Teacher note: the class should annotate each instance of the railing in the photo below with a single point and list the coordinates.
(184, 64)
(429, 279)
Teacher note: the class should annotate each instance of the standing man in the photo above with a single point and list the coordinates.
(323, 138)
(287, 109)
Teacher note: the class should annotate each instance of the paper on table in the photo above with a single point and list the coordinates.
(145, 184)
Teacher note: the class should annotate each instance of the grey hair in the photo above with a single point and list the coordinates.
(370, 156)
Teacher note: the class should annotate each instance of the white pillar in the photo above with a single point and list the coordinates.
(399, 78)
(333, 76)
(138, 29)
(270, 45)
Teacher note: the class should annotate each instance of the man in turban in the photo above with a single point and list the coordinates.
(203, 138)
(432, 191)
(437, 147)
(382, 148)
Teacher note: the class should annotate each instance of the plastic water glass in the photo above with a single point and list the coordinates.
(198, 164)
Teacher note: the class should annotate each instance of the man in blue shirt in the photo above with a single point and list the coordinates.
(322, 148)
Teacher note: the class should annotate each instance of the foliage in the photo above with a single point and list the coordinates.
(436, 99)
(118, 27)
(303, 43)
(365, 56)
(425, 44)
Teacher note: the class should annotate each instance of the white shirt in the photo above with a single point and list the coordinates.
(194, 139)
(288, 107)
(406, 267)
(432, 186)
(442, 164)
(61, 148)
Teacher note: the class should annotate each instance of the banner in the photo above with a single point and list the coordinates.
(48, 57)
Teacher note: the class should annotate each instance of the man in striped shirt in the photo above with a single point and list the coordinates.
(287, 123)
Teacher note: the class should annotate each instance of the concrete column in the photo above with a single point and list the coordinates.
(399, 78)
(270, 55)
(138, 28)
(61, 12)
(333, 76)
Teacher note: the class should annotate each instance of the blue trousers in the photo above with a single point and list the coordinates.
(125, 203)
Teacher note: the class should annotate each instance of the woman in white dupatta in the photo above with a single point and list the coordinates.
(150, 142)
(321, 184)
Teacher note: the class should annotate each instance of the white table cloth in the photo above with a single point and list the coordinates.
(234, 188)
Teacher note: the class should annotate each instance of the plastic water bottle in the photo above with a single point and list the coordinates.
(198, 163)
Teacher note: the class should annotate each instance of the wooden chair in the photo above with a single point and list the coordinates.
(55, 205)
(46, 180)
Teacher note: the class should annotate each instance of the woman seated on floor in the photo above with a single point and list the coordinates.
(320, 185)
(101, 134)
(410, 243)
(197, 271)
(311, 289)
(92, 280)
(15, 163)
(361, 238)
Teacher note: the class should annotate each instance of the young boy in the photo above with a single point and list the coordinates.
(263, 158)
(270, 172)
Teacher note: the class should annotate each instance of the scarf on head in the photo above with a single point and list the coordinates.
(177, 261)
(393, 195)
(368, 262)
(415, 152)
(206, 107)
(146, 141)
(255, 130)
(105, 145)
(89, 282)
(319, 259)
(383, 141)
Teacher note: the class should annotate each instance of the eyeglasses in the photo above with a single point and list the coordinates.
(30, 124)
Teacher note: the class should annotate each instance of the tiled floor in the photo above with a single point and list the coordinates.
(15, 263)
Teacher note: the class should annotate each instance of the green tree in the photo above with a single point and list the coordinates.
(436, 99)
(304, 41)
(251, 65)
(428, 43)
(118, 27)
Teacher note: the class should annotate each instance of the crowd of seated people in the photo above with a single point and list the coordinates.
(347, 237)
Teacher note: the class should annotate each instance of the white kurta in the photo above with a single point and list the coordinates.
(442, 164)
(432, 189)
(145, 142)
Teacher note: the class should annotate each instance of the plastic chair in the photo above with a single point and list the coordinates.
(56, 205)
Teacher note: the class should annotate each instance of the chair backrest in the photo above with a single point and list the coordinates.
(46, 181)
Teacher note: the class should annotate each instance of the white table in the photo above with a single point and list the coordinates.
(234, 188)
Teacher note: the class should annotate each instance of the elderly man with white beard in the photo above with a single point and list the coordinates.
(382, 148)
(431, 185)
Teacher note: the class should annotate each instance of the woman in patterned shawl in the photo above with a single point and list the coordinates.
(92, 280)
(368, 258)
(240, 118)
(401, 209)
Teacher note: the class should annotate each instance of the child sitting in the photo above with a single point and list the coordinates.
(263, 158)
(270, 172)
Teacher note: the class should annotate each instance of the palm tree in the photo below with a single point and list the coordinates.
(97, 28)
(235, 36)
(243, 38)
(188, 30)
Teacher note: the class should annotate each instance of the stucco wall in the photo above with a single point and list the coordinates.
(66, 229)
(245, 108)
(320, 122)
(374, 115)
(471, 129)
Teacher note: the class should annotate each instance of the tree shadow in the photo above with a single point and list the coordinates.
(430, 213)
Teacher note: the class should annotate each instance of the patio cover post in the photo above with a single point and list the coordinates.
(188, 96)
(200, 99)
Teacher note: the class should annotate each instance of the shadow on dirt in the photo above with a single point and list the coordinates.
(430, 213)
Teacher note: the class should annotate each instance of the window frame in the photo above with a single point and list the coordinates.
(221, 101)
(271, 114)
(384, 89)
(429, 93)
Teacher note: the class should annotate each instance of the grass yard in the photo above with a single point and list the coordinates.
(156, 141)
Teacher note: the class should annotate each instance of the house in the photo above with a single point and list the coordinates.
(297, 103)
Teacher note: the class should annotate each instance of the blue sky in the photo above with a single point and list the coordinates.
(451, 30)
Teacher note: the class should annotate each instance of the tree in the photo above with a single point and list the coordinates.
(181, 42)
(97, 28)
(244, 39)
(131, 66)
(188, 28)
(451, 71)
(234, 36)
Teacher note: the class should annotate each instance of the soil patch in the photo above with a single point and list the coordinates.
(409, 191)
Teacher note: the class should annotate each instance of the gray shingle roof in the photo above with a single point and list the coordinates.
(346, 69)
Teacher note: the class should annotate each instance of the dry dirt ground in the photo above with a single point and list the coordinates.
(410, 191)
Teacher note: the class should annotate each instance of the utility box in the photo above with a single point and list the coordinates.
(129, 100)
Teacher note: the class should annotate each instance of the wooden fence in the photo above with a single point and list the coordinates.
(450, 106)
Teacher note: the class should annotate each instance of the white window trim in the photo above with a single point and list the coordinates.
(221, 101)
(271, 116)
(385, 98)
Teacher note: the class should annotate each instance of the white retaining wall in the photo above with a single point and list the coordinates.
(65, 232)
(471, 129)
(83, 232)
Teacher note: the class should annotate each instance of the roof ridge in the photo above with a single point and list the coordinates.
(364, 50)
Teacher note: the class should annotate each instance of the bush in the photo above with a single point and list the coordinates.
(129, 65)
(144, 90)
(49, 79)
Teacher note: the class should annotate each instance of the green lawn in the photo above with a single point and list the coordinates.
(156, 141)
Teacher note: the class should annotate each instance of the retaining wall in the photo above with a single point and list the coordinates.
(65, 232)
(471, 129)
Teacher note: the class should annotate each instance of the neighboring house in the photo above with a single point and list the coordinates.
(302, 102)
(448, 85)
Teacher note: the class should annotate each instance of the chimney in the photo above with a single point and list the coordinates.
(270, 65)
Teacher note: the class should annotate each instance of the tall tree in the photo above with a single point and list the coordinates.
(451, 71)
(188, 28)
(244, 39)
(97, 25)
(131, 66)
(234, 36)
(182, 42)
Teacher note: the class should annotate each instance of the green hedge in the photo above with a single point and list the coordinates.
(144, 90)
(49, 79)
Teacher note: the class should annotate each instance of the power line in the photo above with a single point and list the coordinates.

════

= What you have to do =
Take the material above and set it down again exactly.

= Exercise result =
Teacher note: the class should annotate each instance of the railing in the photo below with a single point and list the coordinates.
(184, 64)
(429, 279)
Teacher note: the class should annotate each instance of the standing man in the photo above with a single point and list the coordinates.
(323, 138)
(287, 109)
Teacher note: the class should annotate each instance of the paper on table in the photo above with a single point and list the coordinates.
(145, 184)
Teacher note: the class should annotate each instance of the grey hair in the photo above with a single point and list the coordinates.
(370, 156)
Teacher note: the class should annotate each instance of the white pillar in the photo above with a single point and list the coordinates.
(399, 78)
(333, 76)
(138, 29)
(270, 45)
Teacher note: the class should annotate each instance of the man in turban in the photo above with a single point and list the coordinates.
(203, 138)
(432, 191)
(437, 147)
(382, 148)
Teacher note: the class should annotate each instance of the plastic water glass in the photo above with a single point and list the coordinates.
(198, 164)
Teacher note: the class should annotate each instance of the man in blue shirt in the photo above with a single point and list the coordinates.
(322, 148)
Teacher note: the class should annotate each instance of the foliage in the photo above with a single point and list the coordinates.
(436, 99)
(118, 27)
(303, 43)
(365, 56)
(425, 44)
Teacher note: the class should annotate each instance of the white shirt in the photo above with a single point and list the coordinates.
(194, 139)
(288, 107)
(406, 267)
(432, 186)
(442, 164)
(61, 148)
Teacher note: the class should annotate each instance of the banner in the photo above with a single point and list the coordinates.
(48, 57)
Teacher note: the class should annotate each instance of the man in striped shirt in the photo above with a single point and list the coordinates.
(287, 123)
Teacher note: the class should annotate each instance of the concrete column in the photo above with a single point and list the coordinates.
(399, 78)
(270, 55)
(138, 28)
(61, 12)
(333, 76)
Teacher note: the class should annotate each instance of the blue trousers in the photo above with a single point and list the coordinates.
(125, 203)
Teacher note: the class should annotate each instance of the woman in white dupatta in the photo above with a single point and list the coordinates.
(150, 142)
(321, 184)
Teacher note: the class should annotate each instance of the white table cloth in the photo above with a single point and list the coordinates.
(234, 188)
Teacher note: the class should annotate each instance of the plastic water bottle in the photo above with a single point and list the coordinates.
(198, 163)
Teacher note: the class should annotate each instance of the wooden chair in the photo above with a single point and list the coordinates.
(55, 205)
(46, 180)
Teacher note: the class should annotate each instance of the woman seated on floor in the photo above with a single point and list the coordinates.
(320, 185)
(101, 134)
(410, 243)
(197, 271)
(311, 289)
(92, 280)
(15, 163)
(361, 238)
Teacher note: the class should annotate each instance of the young boy in the photo above with a single point and list the coordinates.
(263, 158)
(270, 172)
Teacher note: the class should annotate each instance of the scarf on head in the photo above with a single point and list the coordinates.
(177, 261)
(393, 195)
(368, 262)
(415, 152)
(206, 107)
(146, 141)
(255, 130)
(105, 145)
(89, 282)
(319, 259)
(383, 141)
Teacher note: the class should annotate each instance of the eyeglasses in the photo above with a single point and list the coordinates.
(30, 124)
Teacher note: the class should annotate each instance of the tiled floor in the photo above with a single point and list the coordinates.
(15, 263)
Teacher note: the class should annotate each instance of the green tree in the photo above with a single point and list the coordinates.
(436, 99)
(304, 41)
(251, 65)
(428, 43)
(118, 27)
Teacher note: the class should annotate each instance of the crowd of seated people in the photo above with a single point and list the coordinates.
(347, 237)
Teacher note: the class should annotate each instance of the white kurta in the photo above with a single point and list the coordinates.
(442, 164)
(432, 189)
(145, 142)
Teacher note: the class should annotate each instance of the plastic chair in the photo above with a single point and list the coordinates.
(56, 205)
Teacher note: the class should annotate each instance of the chair backrest in the photo above with a single point and list the coordinates.
(46, 181)
Teacher note: the class should annotate each instance of the white table in the photo above with a single point and list the coordinates.
(234, 188)
Teacher note: the class should annotate each instance of the elderly man with white beard in the photo above with a single point and list the coordinates.
(382, 148)
(431, 185)
Teacher note: the class should annotate each instance of the woman in patterned shawl in the photo above with a single point and list the coordinates.
(92, 280)
(368, 258)
(240, 118)
(401, 209)
Teacher note: the class should annotate each instance of the child sitting in the photo above with a single point and list the coordinates.
(263, 158)
(270, 172)
Teacher note: the class should annotate each instance of the palm tree in the photo below with a single point and list the coordinates.
(97, 28)
(235, 36)
(243, 38)
(188, 30)
Teacher note: the class should annotate each instance of the stucco wall in the photo above with a single point and list the coordinates.
(66, 229)
(245, 108)
(320, 122)
(374, 115)
(471, 129)
Teacher note: the class should annotate each instance of the tree shadow in the photo above with a single point and list the coordinates.
(430, 213)
Teacher note: the class should annotate each instance of the patio cover post in the photo above with a single point and list the coordinates.
(188, 96)
(200, 99)
Teacher note: the class should annotate each instance of the shadow on dirt in the photo above with a single point and list the coordinates.
(430, 213)
Teacher note: the class should annotate each instance of the window frame in the photo above with a single point and list the coordinates.
(221, 101)
(271, 114)
(384, 89)
(429, 93)
Teacher note: the class should annotate each instance of the grass yard in the photo above with a single point and list the coordinates.
(156, 141)
Teacher note: the class should annotate each instance of the house in the photo above with a single point and list the coordinates.
(297, 103)
Teacher note: the class should annotate each instance of the blue sky in the photo above with a single point and list the coordinates.
(451, 30)
Teacher note: the class should annotate each instance of the tree in the photo above with a single point and list the coordinates.
(181, 42)
(97, 28)
(244, 39)
(131, 66)
(188, 28)
(451, 71)
(234, 36)
Teacher note: the class should annotate each instance of the soil patch in the photo above with a single point and list the coordinates.
(409, 191)
Teacher note: the class should annotate each instance of the gray shingle roof in the photo above with a single point and list the coordinates.
(346, 69)
Teacher note: the class should annotate each instance of the dry dirt ground in the photo above with a single point and list the coordinates.
(410, 191)
Teacher note: the class should annotate each instance of the utility box in the photo above with a single point and list the coordinates.
(129, 100)
Teacher note: the class should annotate each instance of the wooden fence in the photo above with a single point and list the coordinates.
(450, 106)
Teacher note: the class should annotate each instance of the white window trim in the photo above with a single point and list the coordinates.
(221, 101)
(271, 116)
(385, 98)
Teacher note: the class should annotate each instance of the white retaining wall in the photo above with a single point and list the coordinates.
(65, 232)
(471, 129)
(83, 232)
Teacher note: the class should annotate each instance of the roof ridge in the photo above with a single point and list the coordinates.
(364, 50)
Teacher note: the class should annotate each instance of the bush in the photo above with a single point and list the coordinates.
(129, 65)
(144, 90)
(49, 79)
Teacher note: the class should annotate each instance of the green lawn in the photo above with a single point and list the coordinates.
(156, 141)
Teacher note: the class should annotate each instance of the retaining wall in the photo above with a single point and list the coordinates.
(65, 232)
(471, 129)
Teacher note: the class should annotate each instance of the neighboring house in the photo above with a single point and list the coordinates.
(302, 102)
(448, 85)
Teacher note: the class should annotate each instance of the chimney in the photo above with a single point and list the coordinates.
(270, 65)
Teacher note: the class should annotate each instance of the tall tree in the photo above with a single point and list the coordinates.
(451, 71)
(188, 28)
(244, 39)
(97, 25)
(131, 66)
(234, 36)
(182, 42)
Teacher note: the class should annotate each instance of the green hedge in the photo above with a single point and list the coordinates.
(144, 90)
(49, 79)
Teacher note: the class should annotate each instance of the power line in the photo above with a single point and list the coordinates.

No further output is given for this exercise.